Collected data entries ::
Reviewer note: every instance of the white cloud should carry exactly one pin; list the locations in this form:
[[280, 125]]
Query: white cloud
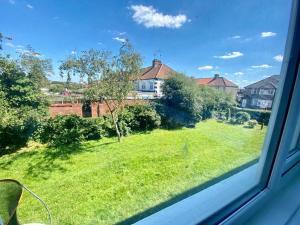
[[29, 6], [278, 58], [119, 39], [230, 55], [208, 67], [150, 17], [9, 44], [267, 34], [262, 66], [238, 73]]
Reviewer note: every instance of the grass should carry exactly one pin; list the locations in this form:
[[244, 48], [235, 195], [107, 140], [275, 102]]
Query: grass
[[106, 182]]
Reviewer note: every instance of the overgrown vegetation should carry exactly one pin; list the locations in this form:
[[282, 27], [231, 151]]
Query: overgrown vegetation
[[155, 167], [181, 104], [110, 78], [23, 106]]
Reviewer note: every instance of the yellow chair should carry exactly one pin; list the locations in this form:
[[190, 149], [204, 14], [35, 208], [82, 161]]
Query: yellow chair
[[10, 194]]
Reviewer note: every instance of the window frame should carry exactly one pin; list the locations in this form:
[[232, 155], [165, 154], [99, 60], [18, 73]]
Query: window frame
[[273, 168]]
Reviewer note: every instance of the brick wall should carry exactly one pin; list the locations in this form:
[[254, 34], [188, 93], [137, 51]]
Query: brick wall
[[65, 109], [97, 109]]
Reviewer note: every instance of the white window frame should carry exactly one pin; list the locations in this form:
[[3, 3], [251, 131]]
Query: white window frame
[[235, 199]]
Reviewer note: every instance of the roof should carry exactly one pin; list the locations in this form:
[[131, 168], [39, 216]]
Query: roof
[[158, 70], [216, 81], [269, 82]]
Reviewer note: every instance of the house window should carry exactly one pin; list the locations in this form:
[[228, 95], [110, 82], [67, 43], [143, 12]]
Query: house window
[[143, 85], [151, 85], [193, 147]]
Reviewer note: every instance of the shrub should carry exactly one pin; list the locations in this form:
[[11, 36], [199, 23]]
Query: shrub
[[242, 117], [70, 129], [252, 123], [62, 130], [181, 104], [90, 129], [142, 118], [261, 116], [105, 126]]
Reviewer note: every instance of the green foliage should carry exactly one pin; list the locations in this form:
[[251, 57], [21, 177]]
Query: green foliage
[[252, 123], [109, 77], [242, 117], [61, 130], [261, 116], [181, 104], [216, 103], [23, 106], [141, 117], [36, 68], [91, 130], [150, 166], [70, 129]]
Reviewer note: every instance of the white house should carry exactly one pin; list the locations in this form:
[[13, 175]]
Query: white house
[[149, 84], [260, 94]]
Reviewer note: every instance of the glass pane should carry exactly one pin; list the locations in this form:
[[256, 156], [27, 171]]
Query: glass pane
[[111, 111]]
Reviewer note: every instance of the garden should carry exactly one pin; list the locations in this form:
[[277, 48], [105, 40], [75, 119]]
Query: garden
[[106, 182], [125, 165]]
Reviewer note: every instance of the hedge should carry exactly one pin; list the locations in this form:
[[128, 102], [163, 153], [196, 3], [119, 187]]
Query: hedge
[[261, 116]]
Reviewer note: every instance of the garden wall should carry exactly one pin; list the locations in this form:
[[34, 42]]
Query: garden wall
[[97, 109]]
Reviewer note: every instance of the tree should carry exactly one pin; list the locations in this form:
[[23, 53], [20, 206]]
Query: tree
[[2, 37], [110, 78], [22, 106], [36, 68], [181, 104], [215, 101]]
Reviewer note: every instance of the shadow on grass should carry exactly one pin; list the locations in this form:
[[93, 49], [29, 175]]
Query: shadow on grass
[[42, 163], [186, 194]]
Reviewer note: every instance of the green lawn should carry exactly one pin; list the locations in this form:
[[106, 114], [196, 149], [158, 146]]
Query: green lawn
[[105, 182]]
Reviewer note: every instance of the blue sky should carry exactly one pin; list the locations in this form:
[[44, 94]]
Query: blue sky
[[242, 40]]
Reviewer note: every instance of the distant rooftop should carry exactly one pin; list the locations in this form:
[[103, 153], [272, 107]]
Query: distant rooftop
[[271, 81], [158, 70], [217, 80]]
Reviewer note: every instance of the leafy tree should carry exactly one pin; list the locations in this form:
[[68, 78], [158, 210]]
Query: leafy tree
[[216, 101], [181, 104], [23, 106], [242, 117], [109, 77], [36, 68], [2, 37]]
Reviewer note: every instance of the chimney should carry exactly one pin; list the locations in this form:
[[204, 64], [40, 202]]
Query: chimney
[[156, 62], [216, 76]]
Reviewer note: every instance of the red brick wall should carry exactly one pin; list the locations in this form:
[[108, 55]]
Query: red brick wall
[[65, 109], [76, 108]]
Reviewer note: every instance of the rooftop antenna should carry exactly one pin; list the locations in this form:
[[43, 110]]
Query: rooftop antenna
[[157, 54]]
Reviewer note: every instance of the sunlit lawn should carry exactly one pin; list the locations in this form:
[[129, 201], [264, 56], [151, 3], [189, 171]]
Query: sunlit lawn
[[105, 182]]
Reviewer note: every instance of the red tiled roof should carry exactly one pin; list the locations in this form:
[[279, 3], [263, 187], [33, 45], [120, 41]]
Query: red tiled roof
[[203, 81], [157, 71], [216, 81]]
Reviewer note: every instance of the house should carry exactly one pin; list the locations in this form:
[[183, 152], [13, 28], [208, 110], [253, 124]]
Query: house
[[149, 84], [220, 83], [260, 94]]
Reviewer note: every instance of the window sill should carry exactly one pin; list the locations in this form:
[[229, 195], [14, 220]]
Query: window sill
[[283, 206], [200, 206]]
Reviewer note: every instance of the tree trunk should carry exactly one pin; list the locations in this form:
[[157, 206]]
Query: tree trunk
[[114, 120]]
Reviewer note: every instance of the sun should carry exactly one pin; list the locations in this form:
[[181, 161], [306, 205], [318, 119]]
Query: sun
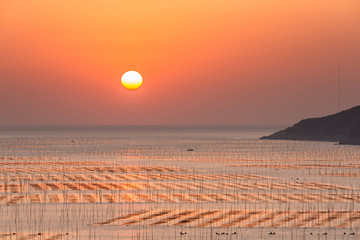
[[131, 80]]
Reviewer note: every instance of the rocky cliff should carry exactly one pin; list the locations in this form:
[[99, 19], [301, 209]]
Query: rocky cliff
[[342, 127]]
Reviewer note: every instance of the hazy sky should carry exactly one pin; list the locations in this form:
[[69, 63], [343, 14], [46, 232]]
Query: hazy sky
[[202, 61]]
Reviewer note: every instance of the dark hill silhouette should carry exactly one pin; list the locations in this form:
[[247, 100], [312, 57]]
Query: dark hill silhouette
[[342, 127]]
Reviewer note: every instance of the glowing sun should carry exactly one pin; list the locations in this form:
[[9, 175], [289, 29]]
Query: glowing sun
[[131, 80]]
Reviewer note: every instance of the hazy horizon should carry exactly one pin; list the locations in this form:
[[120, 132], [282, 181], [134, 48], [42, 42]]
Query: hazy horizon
[[203, 62]]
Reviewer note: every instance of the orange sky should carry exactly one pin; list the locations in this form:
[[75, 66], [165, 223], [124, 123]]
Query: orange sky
[[203, 62]]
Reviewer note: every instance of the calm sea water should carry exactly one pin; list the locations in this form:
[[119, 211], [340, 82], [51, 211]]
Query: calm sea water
[[166, 143]]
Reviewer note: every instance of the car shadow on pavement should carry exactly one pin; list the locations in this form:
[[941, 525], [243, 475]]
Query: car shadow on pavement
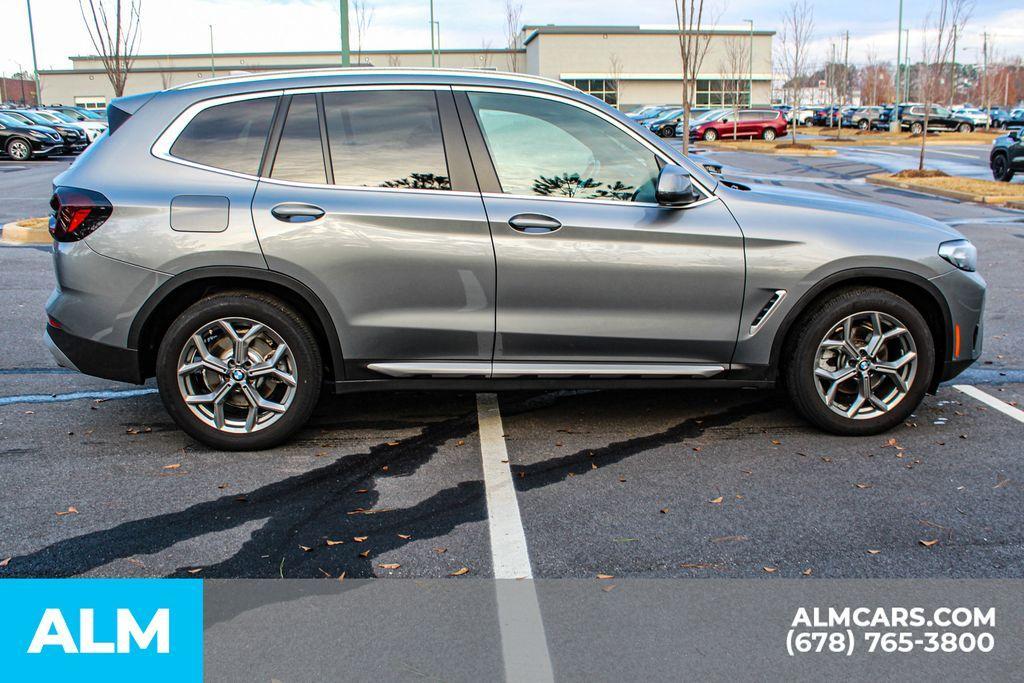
[[317, 505]]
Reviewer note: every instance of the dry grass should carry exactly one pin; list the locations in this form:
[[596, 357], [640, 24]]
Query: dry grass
[[34, 222], [973, 186]]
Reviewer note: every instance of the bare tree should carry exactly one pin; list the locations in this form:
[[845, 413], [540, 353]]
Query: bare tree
[[513, 15], [485, 54], [795, 38], [693, 41], [945, 20], [364, 13], [114, 36], [734, 70], [615, 72]]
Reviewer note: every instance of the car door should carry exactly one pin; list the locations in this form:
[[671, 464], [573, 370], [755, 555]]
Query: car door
[[371, 201], [590, 268]]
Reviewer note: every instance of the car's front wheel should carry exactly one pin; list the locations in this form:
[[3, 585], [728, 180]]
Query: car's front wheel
[[18, 150], [240, 371], [860, 361], [1000, 168]]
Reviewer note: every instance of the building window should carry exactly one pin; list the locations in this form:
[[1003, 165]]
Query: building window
[[723, 92], [603, 89]]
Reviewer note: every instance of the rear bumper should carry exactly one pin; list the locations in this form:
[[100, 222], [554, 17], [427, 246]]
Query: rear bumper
[[90, 357]]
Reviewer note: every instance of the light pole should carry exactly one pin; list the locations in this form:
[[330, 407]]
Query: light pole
[[346, 59], [894, 125], [750, 68], [432, 53], [213, 69], [35, 66]]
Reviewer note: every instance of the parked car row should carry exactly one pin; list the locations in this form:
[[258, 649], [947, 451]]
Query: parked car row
[[39, 132]]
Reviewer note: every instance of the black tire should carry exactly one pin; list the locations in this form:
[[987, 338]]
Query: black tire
[[801, 358], [1000, 168], [291, 327], [18, 148]]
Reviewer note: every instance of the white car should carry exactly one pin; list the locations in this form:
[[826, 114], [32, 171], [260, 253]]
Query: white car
[[93, 129], [977, 117]]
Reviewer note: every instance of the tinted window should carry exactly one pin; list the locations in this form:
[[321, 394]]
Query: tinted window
[[548, 148], [386, 138], [300, 156], [229, 136]]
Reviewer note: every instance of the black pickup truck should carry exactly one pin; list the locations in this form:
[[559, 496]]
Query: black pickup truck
[[912, 119]]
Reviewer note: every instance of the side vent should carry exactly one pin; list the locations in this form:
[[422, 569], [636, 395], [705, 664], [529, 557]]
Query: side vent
[[765, 313]]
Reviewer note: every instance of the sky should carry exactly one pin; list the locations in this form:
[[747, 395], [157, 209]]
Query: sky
[[239, 26]]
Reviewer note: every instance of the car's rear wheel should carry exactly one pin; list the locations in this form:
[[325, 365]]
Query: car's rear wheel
[[239, 371], [860, 361], [1000, 168], [18, 150]]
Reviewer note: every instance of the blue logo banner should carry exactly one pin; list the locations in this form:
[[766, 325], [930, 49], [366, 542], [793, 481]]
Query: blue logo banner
[[101, 629]]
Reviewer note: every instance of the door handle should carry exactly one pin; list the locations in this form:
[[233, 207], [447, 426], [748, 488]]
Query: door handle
[[297, 213], [534, 223]]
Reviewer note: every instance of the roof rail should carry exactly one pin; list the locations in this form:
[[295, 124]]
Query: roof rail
[[332, 71]]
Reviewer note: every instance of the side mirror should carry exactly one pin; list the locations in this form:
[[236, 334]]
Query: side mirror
[[675, 187]]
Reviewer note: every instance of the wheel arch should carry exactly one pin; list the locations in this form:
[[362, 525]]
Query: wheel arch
[[919, 291], [181, 291]]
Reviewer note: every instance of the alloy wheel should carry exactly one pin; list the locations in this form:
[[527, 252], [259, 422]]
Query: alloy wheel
[[237, 375], [18, 151], [865, 365]]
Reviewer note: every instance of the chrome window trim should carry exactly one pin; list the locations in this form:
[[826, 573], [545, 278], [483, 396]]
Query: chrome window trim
[[659, 154]]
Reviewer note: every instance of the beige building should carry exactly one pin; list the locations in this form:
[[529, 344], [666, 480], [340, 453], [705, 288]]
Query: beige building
[[625, 66]]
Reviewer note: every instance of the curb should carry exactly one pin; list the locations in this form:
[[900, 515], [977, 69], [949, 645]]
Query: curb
[[886, 180], [17, 235]]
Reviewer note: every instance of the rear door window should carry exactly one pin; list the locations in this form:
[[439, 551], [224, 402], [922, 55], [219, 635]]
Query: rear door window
[[230, 136], [386, 138]]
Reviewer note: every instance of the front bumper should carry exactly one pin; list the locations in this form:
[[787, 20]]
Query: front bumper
[[91, 357]]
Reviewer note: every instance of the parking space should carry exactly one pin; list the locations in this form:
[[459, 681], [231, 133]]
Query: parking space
[[95, 479]]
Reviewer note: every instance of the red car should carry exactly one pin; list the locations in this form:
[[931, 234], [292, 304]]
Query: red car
[[767, 124]]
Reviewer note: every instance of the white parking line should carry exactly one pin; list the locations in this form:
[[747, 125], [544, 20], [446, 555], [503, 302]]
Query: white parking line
[[992, 401], [524, 647]]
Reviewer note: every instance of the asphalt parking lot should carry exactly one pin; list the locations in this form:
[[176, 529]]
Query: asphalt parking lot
[[96, 480]]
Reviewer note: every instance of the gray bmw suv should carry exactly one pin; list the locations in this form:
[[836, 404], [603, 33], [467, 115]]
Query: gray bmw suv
[[249, 241]]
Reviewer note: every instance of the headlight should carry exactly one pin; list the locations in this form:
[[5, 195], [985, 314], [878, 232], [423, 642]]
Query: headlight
[[961, 253]]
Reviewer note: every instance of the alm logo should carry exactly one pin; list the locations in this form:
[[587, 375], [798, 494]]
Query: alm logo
[[53, 632]]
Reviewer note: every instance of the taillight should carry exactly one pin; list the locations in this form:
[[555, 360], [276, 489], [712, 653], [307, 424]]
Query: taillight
[[77, 213]]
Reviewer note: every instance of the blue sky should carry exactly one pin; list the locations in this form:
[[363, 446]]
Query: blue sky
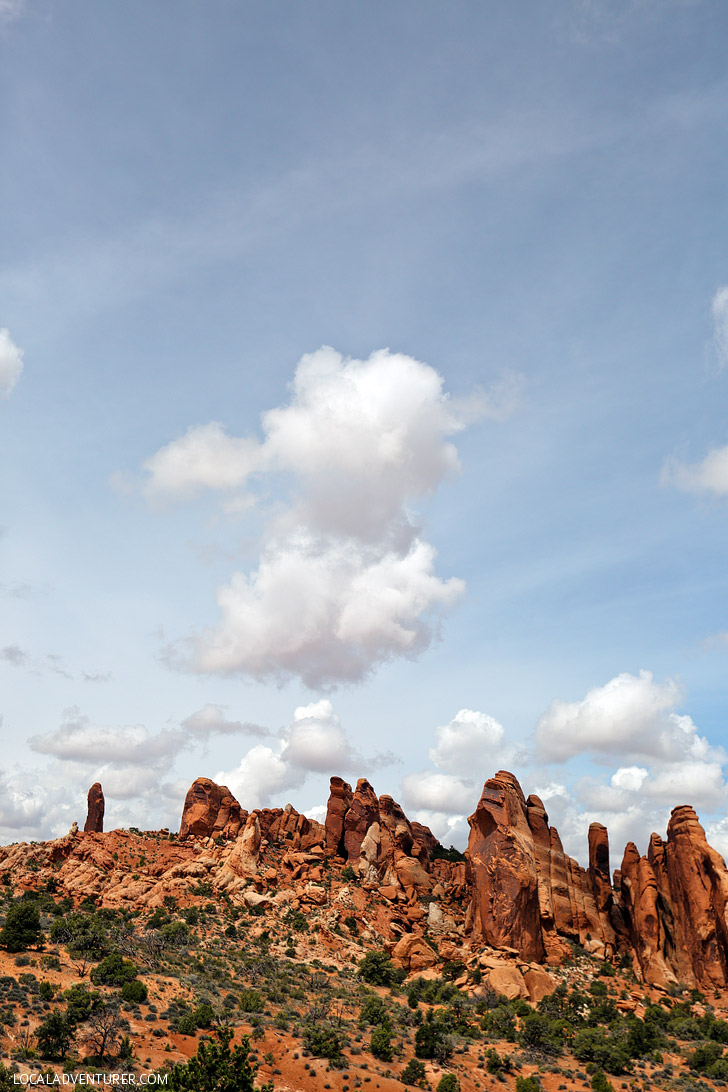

Required task ::
Echo, word for word, everything from the line containing "Reviewer note: every instance of the gray" down to the last line above, both included, and leave the pictures out.

Exercise answer ::
Reviewer note: every instance of the gray bmw suv should carry exactly one pin; list the locations in this form:
[[836, 404], [603, 33], [467, 115]]
Query: gray bmw suv
[[249, 241]]
Reviewer note: every instance of the headlight should carry exactly one pin; list the locations in this form:
[[5, 195], [985, 314], [878, 232], [423, 642]]
Query: headlight
[[961, 253]]
Reviewer note: every instance of the alm logo should carry exactly one pin; list the locations in this form:
[[587, 375], [798, 494]]
Query: alm logo
[[53, 632]]
Reviewer note: every instance of the taillight should carry exactly one pin; list the locations in this form:
[[555, 360], [276, 489], [712, 653], [307, 424]]
Query: taillight
[[77, 213]]
Reviewer note: every instance of the blue sky should carry exactly one pin; list the locations in this form:
[[363, 446]]
Query: blue sky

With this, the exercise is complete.